> Task prompt:
Edit all the records below by copying them out again with every "instance" changed to "object" and nothing else altered. Leave the pictures out.

> Provided entries:

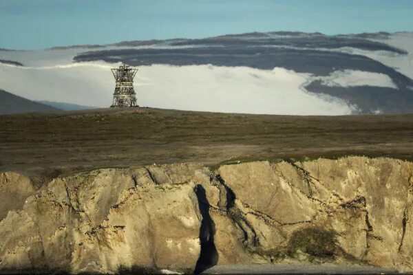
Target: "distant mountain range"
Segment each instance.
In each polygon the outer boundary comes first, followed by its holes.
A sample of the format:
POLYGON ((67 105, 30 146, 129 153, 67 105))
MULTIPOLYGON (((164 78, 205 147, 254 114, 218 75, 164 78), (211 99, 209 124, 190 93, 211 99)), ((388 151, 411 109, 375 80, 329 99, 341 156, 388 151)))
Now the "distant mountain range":
POLYGON ((0 90, 0 115, 56 111, 61 110, 0 90))
POLYGON ((57 109, 59 109, 60 110, 63 110, 63 111, 89 110, 91 109, 97 108, 97 107, 92 107, 92 106, 83 106, 83 105, 78 105, 77 104, 56 102, 55 101, 41 100, 39 102, 41 103, 45 104, 46 105, 52 106, 52 107, 57 108, 57 109))
POLYGON ((139 69, 140 106, 288 115, 413 113, 412 32, 251 32, 0 51, 1 60, 7 63, 0 63, 1 89, 47 99, 58 109, 72 107, 52 102, 110 106, 110 69, 124 62, 139 69))
POLYGON ((74 111, 96 109, 91 106, 56 102, 33 101, 0 89, 0 115, 56 111, 74 111))

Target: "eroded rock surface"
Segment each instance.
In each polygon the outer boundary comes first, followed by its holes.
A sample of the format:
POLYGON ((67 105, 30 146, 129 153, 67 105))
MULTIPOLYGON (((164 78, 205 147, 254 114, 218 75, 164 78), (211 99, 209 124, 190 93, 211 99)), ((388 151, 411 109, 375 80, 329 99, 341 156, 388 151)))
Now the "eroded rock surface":
POLYGON ((37 190, 8 173, 0 199, 1 272, 303 263, 413 270, 413 164, 397 160, 100 169, 37 190))

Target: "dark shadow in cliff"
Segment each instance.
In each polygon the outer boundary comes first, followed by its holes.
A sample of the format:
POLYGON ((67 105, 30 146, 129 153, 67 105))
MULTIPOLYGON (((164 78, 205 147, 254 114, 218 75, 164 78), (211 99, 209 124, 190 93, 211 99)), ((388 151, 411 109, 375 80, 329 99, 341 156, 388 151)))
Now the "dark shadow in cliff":
POLYGON ((206 199, 205 189, 200 184, 195 188, 198 200, 200 212, 202 216, 200 229, 201 253, 196 262, 194 274, 200 274, 204 270, 215 265, 218 262, 218 252, 213 242, 215 233, 215 223, 209 214, 209 202, 206 199))

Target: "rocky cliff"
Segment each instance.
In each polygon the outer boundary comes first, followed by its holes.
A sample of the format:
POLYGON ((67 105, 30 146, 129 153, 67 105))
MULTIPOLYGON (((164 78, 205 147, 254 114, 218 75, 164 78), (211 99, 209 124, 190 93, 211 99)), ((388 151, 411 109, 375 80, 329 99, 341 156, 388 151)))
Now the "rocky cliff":
POLYGON ((0 175, 0 272, 216 265, 413 270, 413 163, 350 157, 107 168, 41 187, 0 175))

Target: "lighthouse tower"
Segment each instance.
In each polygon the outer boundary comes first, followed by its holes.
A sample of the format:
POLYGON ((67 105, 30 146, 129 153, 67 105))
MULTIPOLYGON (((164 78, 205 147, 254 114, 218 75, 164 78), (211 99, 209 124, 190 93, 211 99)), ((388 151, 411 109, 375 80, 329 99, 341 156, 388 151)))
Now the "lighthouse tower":
POLYGON ((111 69, 116 81, 114 100, 111 107, 133 107, 136 106, 136 93, 134 89, 134 78, 138 72, 123 63, 118 68, 111 69))

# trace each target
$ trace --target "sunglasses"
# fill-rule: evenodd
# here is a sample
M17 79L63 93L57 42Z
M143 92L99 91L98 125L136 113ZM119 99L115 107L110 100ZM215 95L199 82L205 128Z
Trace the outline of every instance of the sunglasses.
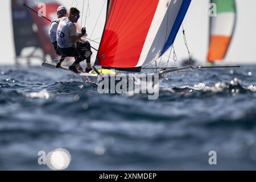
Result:
M79 18L80 18L80 16L79 16L79 15L78 15L78 16L75 16L75 15L71 15L71 15L72 16L74 16L75 18L77 19L79 19Z
M59 14L67 14L67 11L64 10L64 11L59 11L58 13Z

> Result for this exercise:
Target: "distant mountain range"
Segment each object.
In each polygon the outer boundary comes first, followed by its holes.
A sample of the format:
POLYGON ((67 105, 30 146, 129 153, 67 105))
MULTIPOLYGON (((164 78, 205 147, 254 114, 218 75, 164 78), (211 99, 209 124, 190 93, 211 99)), ((388 151, 411 109, 375 80, 329 99, 341 156, 388 151)))
Now the "distant mountain range":
POLYGON ((0 90, 0 115, 56 111, 61 110, 0 90))
POLYGON ((57 109, 59 109, 60 110, 63 110, 63 111, 89 110, 91 109, 97 108, 97 107, 92 107, 92 106, 83 106, 83 105, 78 105, 77 104, 56 102, 55 101, 41 100, 39 102, 41 103, 45 104, 46 105, 52 106, 52 107, 57 108, 57 109))
POLYGON ((139 69, 140 106, 288 115, 413 113, 412 32, 251 32, 0 51, 1 60, 7 63, 0 63, 1 89, 47 99, 58 109, 72 107, 52 102, 110 106, 110 69, 124 62, 139 69))
POLYGON ((74 111, 96 109, 91 106, 56 102, 33 101, 0 89, 0 115, 56 111, 74 111))

Target: "eroded rock surface"
Segment each object.
In each polygon the outer boundary comes first, followed by its holes.
A sample of the format:
POLYGON ((67 105, 30 146, 129 153, 67 105))
MULTIPOLYGON (((164 78, 205 147, 254 114, 218 75, 164 78), (211 99, 209 124, 190 93, 211 99)), ((388 151, 411 109, 375 80, 329 99, 341 156, 388 151)))
Now the "eroded rock surface":
POLYGON ((37 190, 8 173, 0 199, 1 272, 303 263, 413 270, 413 164, 397 160, 100 169, 37 190))

Target: "dark shadow in cliff"
Segment each object.
In each polygon the outer boundary comes first, followed by its holes.
A sample of the format:
POLYGON ((67 105, 30 146, 129 153, 67 105))
MULTIPOLYGON (((164 78, 205 147, 254 114, 218 75, 164 78), (211 99, 209 124, 190 93, 211 99)), ((388 151, 411 109, 375 80, 329 99, 341 156, 388 151)))
Now the "dark shadow in cliff":
POLYGON ((206 199, 205 189, 200 184, 195 188, 198 200, 200 212, 202 216, 200 229, 201 253, 196 262, 194 274, 200 274, 204 270, 215 265, 218 262, 218 252, 213 242, 215 233, 215 223, 209 214, 209 202, 206 199))

Target: "rocky cliff"
Segment each object.
In each polygon the outer boundary comes first, followed by its holes.
A sample of the format:
POLYGON ((67 105, 30 146, 129 153, 67 105))
MULTIPOLYGON (((164 78, 205 147, 254 114, 218 75, 164 78), (211 99, 209 124, 190 93, 211 99)), ((388 151, 411 109, 375 80, 329 99, 341 156, 388 151)))
Now the "rocky cliff":
POLYGON ((0 175, 0 272, 216 265, 413 270, 413 163, 350 157, 107 168, 41 187, 0 175))

Target: "lighthouse tower"
Segment each object.
In each polygon the outer boundary comes first, followed by its holes.
A sample of the format:
POLYGON ((67 105, 30 146, 129 153, 67 105))
MULTIPOLYGON (((164 78, 205 147, 254 114, 218 75, 164 78), (211 99, 209 124, 190 93, 211 99)), ((388 151, 411 109, 375 80, 329 99, 341 156, 388 151)))
Now the "lighthouse tower":
POLYGON ((111 69, 116 81, 114 100, 111 107, 133 107, 136 106, 136 93, 134 89, 134 78, 138 72, 123 63, 118 68, 111 69))

# trace each target
$ trace --target "sunglasses"
# fill-rule: evenodd
# here is a sample
M17 79L63 93L57 42Z
M143 92L99 91L98 125L136 113ZM119 99L115 107L110 100ZM215 95L199 82L205 128Z
Trace the outline of every object of the sunglasses.
Result:
M79 18L80 18L80 16L79 16L79 15L78 15L78 16L75 16L75 15L71 15L71 15L72 16L74 16L75 18L77 19L79 19Z
M59 14L67 14L67 11L64 10L64 11L59 11L58 13Z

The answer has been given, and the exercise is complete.